What you will do
Look below for the line that contains "x=150, y=520", then copy it and each following line exactly, through and including the line that contains "x=867, y=398".

Natural-language object grounding data
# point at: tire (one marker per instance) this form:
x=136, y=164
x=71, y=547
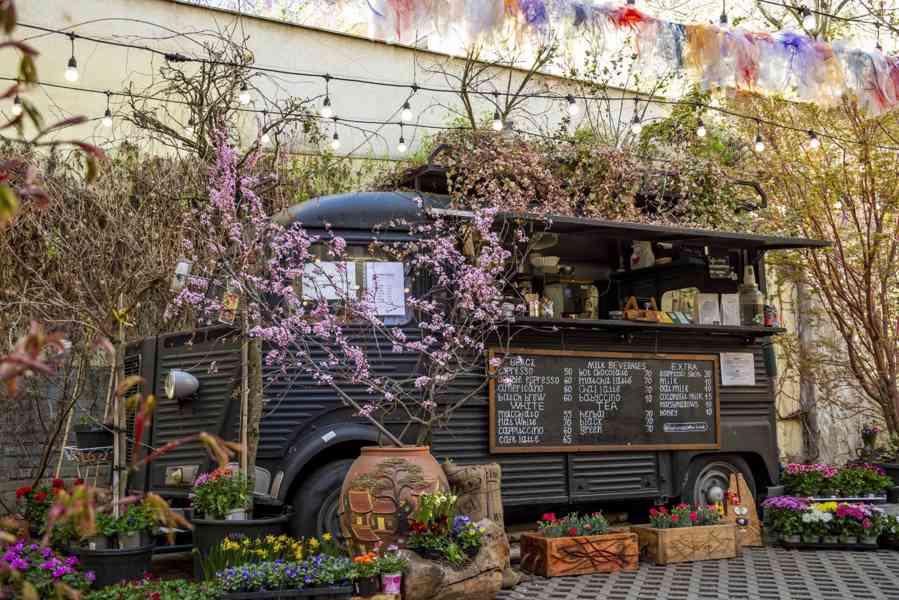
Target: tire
x=317, y=500
x=706, y=472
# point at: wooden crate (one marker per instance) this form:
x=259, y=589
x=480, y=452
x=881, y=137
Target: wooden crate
x=685, y=544
x=582, y=555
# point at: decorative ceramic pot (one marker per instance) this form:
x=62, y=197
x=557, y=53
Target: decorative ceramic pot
x=380, y=490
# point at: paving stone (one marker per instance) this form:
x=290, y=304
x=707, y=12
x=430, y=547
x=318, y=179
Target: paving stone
x=759, y=574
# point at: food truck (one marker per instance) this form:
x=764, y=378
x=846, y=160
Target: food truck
x=640, y=380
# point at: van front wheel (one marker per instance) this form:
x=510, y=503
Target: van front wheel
x=317, y=501
x=708, y=478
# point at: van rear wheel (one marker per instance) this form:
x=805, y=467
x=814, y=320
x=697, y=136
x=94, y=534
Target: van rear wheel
x=708, y=477
x=316, y=502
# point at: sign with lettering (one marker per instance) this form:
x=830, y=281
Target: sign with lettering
x=561, y=401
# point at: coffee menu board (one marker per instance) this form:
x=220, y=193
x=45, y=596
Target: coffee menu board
x=560, y=401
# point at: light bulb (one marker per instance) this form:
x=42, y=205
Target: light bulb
x=497, y=122
x=813, y=143
x=327, y=112
x=759, y=143
x=808, y=18
x=244, y=96
x=637, y=126
x=72, y=70
x=701, y=131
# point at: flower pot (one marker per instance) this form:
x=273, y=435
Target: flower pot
x=368, y=586
x=580, y=555
x=134, y=539
x=392, y=583
x=686, y=544
x=114, y=566
x=92, y=436
x=209, y=533
x=373, y=502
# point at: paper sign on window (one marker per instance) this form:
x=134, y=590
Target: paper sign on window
x=328, y=280
x=385, y=283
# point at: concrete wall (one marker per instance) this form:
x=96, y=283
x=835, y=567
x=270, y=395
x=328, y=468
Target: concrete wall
x=173, y=26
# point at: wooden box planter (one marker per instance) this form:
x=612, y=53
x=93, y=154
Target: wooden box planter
x=333, y=592
x=581, y=555
x=685, y=544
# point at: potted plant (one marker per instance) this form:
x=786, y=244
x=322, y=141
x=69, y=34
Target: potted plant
x=686, y=533
x=577, y=545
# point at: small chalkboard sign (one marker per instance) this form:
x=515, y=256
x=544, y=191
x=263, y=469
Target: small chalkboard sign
x=566, y=401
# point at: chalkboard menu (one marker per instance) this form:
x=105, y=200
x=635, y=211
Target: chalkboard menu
x=559, y=401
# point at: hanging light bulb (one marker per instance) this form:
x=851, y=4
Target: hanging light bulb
x=701, y=130
x=244, y=96
x=808, y=18
x=72, y=67
x=407, y=112
x=813, y=141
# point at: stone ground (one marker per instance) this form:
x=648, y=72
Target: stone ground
x=760, y=574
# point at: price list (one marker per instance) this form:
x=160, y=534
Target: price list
x=561, y=401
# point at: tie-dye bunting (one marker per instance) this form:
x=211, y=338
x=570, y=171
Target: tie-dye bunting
x=784, y=63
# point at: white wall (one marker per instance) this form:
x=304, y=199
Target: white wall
x=166, y=25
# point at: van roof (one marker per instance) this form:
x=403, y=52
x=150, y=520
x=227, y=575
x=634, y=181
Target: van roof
x=368, y=210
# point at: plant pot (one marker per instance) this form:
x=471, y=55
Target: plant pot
x=135, y=539
x=373, y=501
x=580, y=555
x=686, y=544
x=115, y=566
x=92, y=436
x=392, y=583
x=209, y=533
x=367, y=586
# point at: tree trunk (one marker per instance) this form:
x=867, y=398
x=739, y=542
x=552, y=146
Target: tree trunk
x=808, y=402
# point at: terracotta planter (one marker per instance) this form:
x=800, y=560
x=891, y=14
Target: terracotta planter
x=686, y=544
x=581, y=555
x=380, y=489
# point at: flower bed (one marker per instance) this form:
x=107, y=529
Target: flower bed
x=577, y=545
x=800, y=521
x=822, y=481
x=685, y=534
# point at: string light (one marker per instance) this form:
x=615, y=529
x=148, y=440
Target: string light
x=759, y=141
x=335, y=140
x=72, y=67
x=813, y=142
x=327, y=112
x=107, y=116
x=244, y=96
x=808, y=18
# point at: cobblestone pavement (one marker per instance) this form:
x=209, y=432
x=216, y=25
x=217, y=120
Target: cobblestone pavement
x=760, y=574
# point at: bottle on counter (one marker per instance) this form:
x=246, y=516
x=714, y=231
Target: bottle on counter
x=752, y=301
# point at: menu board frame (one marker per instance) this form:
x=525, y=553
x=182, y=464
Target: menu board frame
x=494, y=449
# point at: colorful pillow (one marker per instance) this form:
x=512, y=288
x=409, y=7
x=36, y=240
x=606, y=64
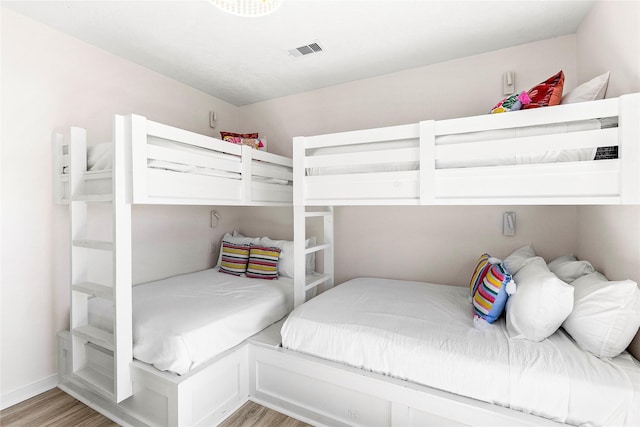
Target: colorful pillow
x=480, y=271
x=251, y=142
x=541, y=304
x=263, y=262
x=223, y=135
x=511, y=103
x=589, y=91
x=286, y=261
x=236, y=239
x=605, y=316
x=549, y=92
x=234, y=258
x=492, y=294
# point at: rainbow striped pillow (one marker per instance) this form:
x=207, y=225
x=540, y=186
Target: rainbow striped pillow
x=480, y=271
x=234, y=258
x=263, y=262
x=491, y=295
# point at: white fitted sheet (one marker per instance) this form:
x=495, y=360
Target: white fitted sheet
x=499, y=159
x=183, y=321
x=424, y=333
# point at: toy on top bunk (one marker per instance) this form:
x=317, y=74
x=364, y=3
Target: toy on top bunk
x=602, y=316
x=250, y=139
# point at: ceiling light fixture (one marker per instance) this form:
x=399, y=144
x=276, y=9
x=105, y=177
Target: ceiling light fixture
x=249, y=8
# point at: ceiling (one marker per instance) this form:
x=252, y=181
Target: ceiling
x=247, y=60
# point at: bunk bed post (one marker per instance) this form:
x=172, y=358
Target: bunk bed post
x=137, y=129
x=79, y=316
x=122, y=268
x=299, y=222
x=247, y=161
x=57, y=169
x=427, y=162
x=629, y=148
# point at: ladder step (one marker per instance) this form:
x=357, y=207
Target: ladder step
x=94, y=198
x=94, y=289
x=96, y=381
x=317, y=214
x=95, y=335
x=93, y=244
x=316, y=279
x=317, y=248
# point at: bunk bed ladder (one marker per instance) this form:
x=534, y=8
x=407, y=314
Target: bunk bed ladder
x=308, y=284
x=101, y=358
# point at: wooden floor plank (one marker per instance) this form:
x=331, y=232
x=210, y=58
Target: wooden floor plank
x=56, y=408
x=253, y=415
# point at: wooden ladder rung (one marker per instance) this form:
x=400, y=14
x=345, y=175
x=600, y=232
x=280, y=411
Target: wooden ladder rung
x=317, y=248
x=95, y=335
x=316, y=279
x=94, y=198
x=95, y=289
x=93, y=244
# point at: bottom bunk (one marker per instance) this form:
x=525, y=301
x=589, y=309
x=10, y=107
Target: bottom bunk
x=204, y=396
x=381, y=352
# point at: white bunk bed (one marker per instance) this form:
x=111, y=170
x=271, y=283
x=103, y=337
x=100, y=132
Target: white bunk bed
x=152, y=163
x=168, y=165
x=361, y=168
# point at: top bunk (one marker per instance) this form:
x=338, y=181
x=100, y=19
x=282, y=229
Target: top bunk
x=582, y=153
x=161, y=164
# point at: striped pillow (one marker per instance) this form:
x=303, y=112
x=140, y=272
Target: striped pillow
x=234, y=258
x=492, y=293
x=263, y=262
x=480, y=271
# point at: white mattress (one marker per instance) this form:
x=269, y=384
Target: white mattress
x=498, y=160
x=424, y=333
x=183, y=321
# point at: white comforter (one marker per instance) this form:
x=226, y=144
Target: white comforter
x=182, y=321
x=424, y=333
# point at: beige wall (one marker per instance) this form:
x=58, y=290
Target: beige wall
x=437, y=244
x=609, y=40
x=459, y=88
x=49, y=81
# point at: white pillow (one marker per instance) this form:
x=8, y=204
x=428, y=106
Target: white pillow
x=285, y=263
x=541, y=303
x=237, y=239
x=589, y=91
x=519, y=258
x=606, y=315
x=568, y=268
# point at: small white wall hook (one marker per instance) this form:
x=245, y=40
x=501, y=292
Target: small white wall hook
x=215, y=218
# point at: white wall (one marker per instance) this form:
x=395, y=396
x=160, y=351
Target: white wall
x=49, y=81
x=609, y=40
x=438, y=244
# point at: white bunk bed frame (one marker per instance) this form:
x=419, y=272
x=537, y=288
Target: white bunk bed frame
x=98, y=367
x=328, y=393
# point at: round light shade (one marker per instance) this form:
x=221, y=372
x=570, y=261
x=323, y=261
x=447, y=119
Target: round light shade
x=247, y=7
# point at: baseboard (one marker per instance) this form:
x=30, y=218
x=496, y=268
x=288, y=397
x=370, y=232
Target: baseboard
x=27, y=392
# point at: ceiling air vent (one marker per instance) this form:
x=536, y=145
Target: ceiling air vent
x=306, y=49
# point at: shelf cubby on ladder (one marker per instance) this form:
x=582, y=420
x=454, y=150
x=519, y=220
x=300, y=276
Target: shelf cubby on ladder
x=101, y=358
x=304, y=282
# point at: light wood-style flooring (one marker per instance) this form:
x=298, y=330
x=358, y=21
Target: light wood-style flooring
x=56, y=408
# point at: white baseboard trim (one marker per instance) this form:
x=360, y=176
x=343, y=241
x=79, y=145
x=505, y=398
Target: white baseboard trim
x=28, y=391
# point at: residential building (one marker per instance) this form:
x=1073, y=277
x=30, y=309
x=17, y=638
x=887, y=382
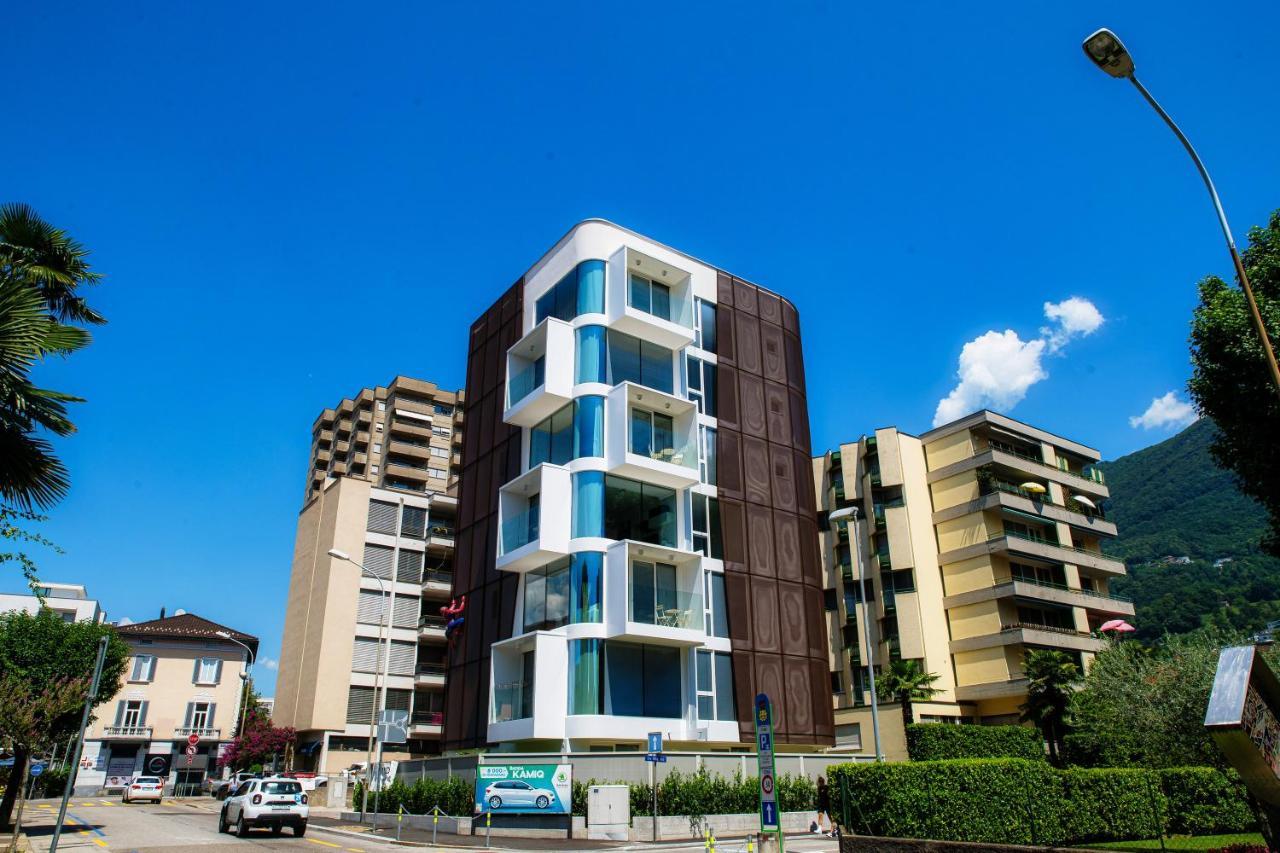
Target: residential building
x=380, y=488
x=69, y=601
x=183, y=679
x=976, y=542
x=636, y=524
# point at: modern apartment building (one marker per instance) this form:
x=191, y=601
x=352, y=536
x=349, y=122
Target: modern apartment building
x=976, y=542
x=380, y=488
x=69, y=601
x=636, y=525
x=184, y=678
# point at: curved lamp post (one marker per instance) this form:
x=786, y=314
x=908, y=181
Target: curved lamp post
x=1109, y=54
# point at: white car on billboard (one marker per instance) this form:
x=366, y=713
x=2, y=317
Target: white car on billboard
x=513, y=792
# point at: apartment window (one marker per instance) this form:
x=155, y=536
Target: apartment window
x=640, y=511
x=144, y=667
x=702, y=384
x=209, y=670
x=649, y=296
x=581, y=291
x=382, y=518
x=705, y=527
x=714, y=679
x=704, y=325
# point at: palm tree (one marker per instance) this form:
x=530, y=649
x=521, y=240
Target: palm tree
x=1051, y=679
x=906, y=683
x=41, y=270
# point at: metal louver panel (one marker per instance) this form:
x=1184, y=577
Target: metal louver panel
x=408, y=566
x=378, y=561
x=382, y=516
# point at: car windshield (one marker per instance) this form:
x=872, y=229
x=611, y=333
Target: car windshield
x=280, y=788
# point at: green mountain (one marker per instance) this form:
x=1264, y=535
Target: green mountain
x=1170, y=500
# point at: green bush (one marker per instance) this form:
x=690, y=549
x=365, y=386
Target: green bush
x=1111, y=804
x=940, y=742
x=1205, y=801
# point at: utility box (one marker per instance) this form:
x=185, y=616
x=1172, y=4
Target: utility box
x=608, y=812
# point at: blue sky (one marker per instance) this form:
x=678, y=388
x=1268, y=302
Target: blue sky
x=255, y=177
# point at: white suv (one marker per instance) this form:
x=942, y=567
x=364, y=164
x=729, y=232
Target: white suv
x=273, y=802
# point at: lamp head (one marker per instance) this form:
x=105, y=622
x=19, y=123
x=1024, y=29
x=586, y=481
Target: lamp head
x=1109, y=53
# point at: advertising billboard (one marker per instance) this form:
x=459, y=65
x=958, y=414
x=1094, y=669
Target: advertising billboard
x=524, y=789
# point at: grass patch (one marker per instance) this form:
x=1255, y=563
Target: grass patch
x=1182, y=843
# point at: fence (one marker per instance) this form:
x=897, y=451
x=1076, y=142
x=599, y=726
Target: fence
x=627, y=766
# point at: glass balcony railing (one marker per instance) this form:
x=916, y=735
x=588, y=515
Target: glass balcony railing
x=519, y=530
x=522, y=384
x=512, y=701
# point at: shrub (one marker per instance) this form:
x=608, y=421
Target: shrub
x=940, y=742
x=1205, y=801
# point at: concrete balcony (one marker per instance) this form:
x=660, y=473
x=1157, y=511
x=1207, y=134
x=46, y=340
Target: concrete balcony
x=1048, y=593
x=652, y=610
x=652, y=455
x=534, y=518
x=539, y=373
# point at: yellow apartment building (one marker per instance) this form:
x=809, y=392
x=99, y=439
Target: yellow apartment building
x=974, y=542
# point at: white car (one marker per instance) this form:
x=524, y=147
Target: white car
x=515, y=792
x=144, y=788
x=273, y=802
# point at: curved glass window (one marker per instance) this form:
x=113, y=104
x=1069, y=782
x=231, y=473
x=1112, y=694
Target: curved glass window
x=581, y=291
x=589, y=503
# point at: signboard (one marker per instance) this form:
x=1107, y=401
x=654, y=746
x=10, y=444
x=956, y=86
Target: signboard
x=524, y=789
x=392, y=725
x=771, y=820
x=1244, y=719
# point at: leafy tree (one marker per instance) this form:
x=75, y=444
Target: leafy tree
x=905, y=682
x=1232, y=383
x=1146, y=706
x=41, y=649
x=1051, y=679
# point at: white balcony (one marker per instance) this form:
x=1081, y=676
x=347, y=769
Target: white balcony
x=539, y=373
x=667, y=320
x=652, y=436
x=654, y=594
x=534, y=519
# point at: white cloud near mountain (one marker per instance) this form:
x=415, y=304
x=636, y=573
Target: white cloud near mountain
x=999, y=368
x=1164, y=413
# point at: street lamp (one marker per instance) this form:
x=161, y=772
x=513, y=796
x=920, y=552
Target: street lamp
x=854, y=538
x=378, y=675
x=1109, y=53
x=250, y=657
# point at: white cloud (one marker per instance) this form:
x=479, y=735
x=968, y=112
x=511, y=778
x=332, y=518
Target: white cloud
x=997, y=368
x=1164, y=413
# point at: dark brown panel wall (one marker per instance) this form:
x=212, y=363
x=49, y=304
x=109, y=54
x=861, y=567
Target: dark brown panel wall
x=772, y=569
x=490, y=456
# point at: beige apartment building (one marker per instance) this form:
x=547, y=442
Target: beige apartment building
x=184, y=678
x=382, y=487
x=974, y=542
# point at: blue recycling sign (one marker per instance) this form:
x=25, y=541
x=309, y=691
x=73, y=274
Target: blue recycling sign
x=771, y=820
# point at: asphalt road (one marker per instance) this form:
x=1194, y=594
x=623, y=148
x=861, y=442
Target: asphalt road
x=96, y=825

Answer for this exercise
x=150, y=520
x=227, y=575
x=634, y=181
Target: van roof
x=368, y=210
# point at: plant pot (one marker per instance) this form:
x=471, y=55
Target: plant pot
x=135, y=539
x=373, y=501
x=580, y=555
x=686, y=544
x=115, y=566
x=92, y=436
x=392, y=583
x=209, y=533
x=367, y=586
# point at: tree trunk (one marker per instance) this form:
x=867, y=398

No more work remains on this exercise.